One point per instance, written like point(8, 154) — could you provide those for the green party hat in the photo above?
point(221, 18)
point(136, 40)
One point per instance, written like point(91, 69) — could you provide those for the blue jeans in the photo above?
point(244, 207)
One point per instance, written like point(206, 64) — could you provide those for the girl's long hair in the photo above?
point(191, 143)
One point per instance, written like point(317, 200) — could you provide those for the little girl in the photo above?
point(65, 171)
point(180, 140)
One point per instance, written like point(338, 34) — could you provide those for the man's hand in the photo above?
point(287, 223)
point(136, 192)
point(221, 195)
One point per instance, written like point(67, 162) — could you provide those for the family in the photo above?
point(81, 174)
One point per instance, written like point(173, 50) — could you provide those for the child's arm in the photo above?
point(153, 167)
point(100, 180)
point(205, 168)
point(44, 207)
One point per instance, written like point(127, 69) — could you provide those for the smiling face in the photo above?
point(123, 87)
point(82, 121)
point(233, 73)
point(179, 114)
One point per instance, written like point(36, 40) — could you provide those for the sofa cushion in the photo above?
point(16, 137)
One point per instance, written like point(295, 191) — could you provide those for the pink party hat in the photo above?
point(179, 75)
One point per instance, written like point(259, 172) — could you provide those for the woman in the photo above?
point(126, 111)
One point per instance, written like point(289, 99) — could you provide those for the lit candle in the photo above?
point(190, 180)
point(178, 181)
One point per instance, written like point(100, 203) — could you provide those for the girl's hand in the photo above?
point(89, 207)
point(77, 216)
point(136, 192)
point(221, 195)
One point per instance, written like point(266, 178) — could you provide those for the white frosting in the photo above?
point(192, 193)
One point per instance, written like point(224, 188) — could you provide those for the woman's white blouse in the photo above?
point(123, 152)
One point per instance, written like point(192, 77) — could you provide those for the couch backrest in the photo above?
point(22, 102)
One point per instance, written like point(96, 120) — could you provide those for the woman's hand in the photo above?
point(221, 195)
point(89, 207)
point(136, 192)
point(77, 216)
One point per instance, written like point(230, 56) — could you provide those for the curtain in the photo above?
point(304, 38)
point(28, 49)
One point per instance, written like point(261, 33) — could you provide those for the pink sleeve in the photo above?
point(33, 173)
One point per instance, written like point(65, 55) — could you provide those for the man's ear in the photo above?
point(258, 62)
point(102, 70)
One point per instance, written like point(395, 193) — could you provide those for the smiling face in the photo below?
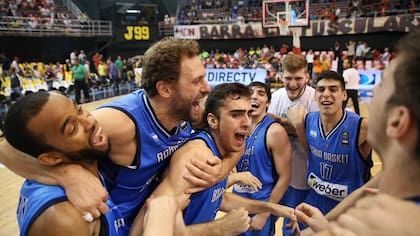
point(330, 96)
point(232, 125)
point(190, 90)
point(67, 128)
point(259, 102)
point(295, 83)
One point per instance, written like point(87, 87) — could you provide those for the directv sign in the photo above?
point(244, 76)
point(368, 80)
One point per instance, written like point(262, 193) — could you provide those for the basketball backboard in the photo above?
point(293, 13)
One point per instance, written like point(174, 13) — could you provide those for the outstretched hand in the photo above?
point(203, 175)
point(83, 190)
point(311, 216)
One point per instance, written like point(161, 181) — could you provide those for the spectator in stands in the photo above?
point(113, 75)
point(119, 65)
point(351, 49)
point(15, 83)
point(82, 57)
point(326, 65)
point(338, 53)
point(310, 60)
point(5, 63)
point(352, 80)
point(103, 72)
point(49, 76)
point(80, 81)
point(385, 57)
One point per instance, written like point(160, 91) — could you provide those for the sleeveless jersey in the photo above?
point(35, 198)
point(129, 186)
point(336, 167)
point(259, 162)
point(205, 204)
point(280, 104)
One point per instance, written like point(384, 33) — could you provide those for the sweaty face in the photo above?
point(330, 97)
point(295, 83)
point(190, 90)
point(377, 107)
point(233, 125)
point(259, 101)
point(68, 128)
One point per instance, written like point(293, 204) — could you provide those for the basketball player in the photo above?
point(35, 126)
point(295, 92)
point(228, 122)
point(394, 122)
point(339, 154)
point(267, 156)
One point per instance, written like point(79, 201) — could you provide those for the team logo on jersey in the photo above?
point(345, 138)
point(244, 188)
point(312, 133)
point(217, 193)
point(334, 191)
point(23, 204)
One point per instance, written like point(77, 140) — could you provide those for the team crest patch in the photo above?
point(312, 133)
point(345, 138)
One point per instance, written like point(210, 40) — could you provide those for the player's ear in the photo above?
point(50, 158)
point(212, 120)
point(164, 88)
point(399, 121)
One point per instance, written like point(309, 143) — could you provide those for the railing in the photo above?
point(70, 6)
point(19, 26)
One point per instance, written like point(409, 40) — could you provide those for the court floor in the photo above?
point(10, 185)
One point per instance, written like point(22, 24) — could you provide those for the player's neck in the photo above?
point(256, 120)
point(330, 121)
point(91, 166)
point(400, 177)
point(163, 113)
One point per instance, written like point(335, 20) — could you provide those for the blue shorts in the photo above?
point(291, 198)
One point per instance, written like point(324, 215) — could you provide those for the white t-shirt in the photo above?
point(310, 58)
point(352, 78)
point(279, 105)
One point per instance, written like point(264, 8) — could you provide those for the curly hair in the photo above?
point(162, 61)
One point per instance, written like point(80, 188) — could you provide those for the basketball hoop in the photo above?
point(283, 27)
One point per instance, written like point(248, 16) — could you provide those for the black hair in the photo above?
point(16, 124)
point(333, 76)
point(261, 85)
point(218, 96)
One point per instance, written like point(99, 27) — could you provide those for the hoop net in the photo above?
point(283, 27)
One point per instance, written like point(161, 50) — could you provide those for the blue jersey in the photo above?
point(336, 167)
point(205, 204)
point(35, 198)
point(129, 186)
point(260, 163)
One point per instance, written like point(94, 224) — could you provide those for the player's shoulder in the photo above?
point(63, 217)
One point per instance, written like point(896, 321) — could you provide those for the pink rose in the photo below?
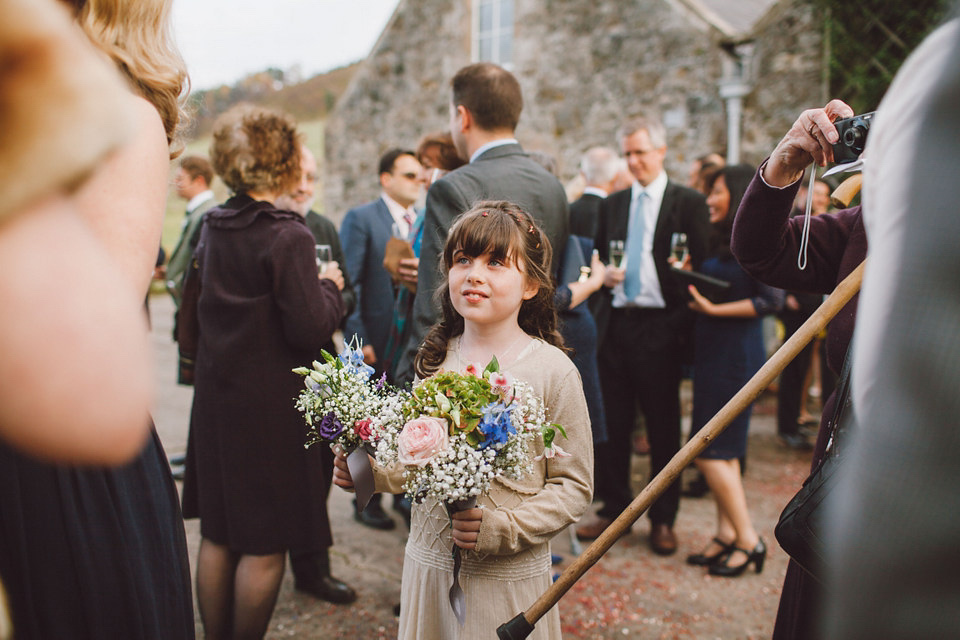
point(362, 429)
point(502, 384)
point(420, 440)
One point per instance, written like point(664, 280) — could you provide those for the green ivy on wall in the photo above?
point(868, 40)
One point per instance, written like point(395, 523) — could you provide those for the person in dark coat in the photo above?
point(311, 568)
point(485, 106)
point(254, 308)
point(599, 167)
point(766, 242)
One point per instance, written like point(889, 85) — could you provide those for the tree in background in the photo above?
point(868, 40)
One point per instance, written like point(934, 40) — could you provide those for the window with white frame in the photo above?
point(493, 31)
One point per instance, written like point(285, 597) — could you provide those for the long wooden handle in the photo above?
point(754, 387)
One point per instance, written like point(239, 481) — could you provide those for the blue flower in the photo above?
point(495, 425)
point(329, 427)
point(352, 359)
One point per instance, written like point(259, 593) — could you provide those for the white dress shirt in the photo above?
point(650, 294)
point(397, 211)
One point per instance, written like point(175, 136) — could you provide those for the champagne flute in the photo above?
point(323, 256)
point(616, 253)
point(678, 247)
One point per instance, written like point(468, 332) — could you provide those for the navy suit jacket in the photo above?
point(364, 234)
point(583, 215)
point(682, 210)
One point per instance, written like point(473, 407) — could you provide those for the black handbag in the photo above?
point(800, 530)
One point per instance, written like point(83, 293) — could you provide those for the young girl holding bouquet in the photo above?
point(497, 301)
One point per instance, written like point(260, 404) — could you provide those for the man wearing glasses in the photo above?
point(364, 234)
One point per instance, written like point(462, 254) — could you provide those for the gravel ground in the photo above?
point(629, 593)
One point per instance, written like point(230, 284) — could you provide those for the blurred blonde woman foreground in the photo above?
point(93, 552)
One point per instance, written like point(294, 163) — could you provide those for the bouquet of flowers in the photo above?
point(463, 430)
point(343, 406)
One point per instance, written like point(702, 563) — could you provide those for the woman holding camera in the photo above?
point(766, 241)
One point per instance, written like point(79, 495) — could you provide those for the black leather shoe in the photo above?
point(373, 516)
point(328, 588)
point(703, 560)
point(755, 557)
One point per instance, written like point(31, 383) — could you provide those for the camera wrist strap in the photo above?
point(805, 236)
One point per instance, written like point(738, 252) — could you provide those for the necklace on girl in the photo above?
point(501, 359)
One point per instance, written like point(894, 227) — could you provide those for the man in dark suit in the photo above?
point(324, 232)
point(599, 167)
point(192, 183)
point(644, 324)
point(364, 234)
point(311, 569)
point(485, 108)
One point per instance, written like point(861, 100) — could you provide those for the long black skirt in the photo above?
point(94, 552)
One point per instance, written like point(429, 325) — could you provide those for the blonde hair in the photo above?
point(136, 35)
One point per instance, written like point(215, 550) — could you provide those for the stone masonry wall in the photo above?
point(584, 65)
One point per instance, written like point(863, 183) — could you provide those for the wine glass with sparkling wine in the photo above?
point(323, 257)
point(616, 253)
point(678, 248)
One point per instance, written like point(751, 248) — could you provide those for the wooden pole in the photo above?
point(521, 626)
•••
### Requirement
Can you convert the data from the line with "One point per instance, written like point(87, 87)" up to and including the line with "point(280, 104)" into a JSON list of strings, one string per line, leaving out any blank lines?

### Solution
[
  "One point per instance, written like point(87, 87) — could you provide those for the directv sign in the photo above?",
  "point(244, 76)",
  "point(368, 80)",
  "One point per instance, written like point(262, 193) — could you provide those for the basketball backboard in the photo above?",
  "point(293, 13)",
  "One point per instance, written like point(174, 13) — could you provide those for the outstretched hand in the photo above?",
  "point(203, 175)",
  "point(83, 190)",
  "point(311, 216)",
  "One point per instance, written like point(161, 181) — could you provide those for the spectator in stands in the photo above?",
  "point(113, 75)",
  "point(119, 65)",
  "point(351, 49)",
  "point(15, 83)",
  "point(82, 57)",
  "point(326, 65)",
  "point(338, 53)",
  "point(310, 60)",
  "point(5, 63)",
  "point(352, 80)",
  "point(103, 72)",
  "point(49, 76)",
  "point(80, 81)",
  "point(385, 57)",
  "One point per instance, written like point(160, 91) — could you provide those for the sleeveless jersey in the photo above?",
  "point(35, 198)",
  "point(129, 186)",
  "point(336, 167)",
  "point(259, 162)",
  "point(205, 204)",
  "point(280, 104)"
]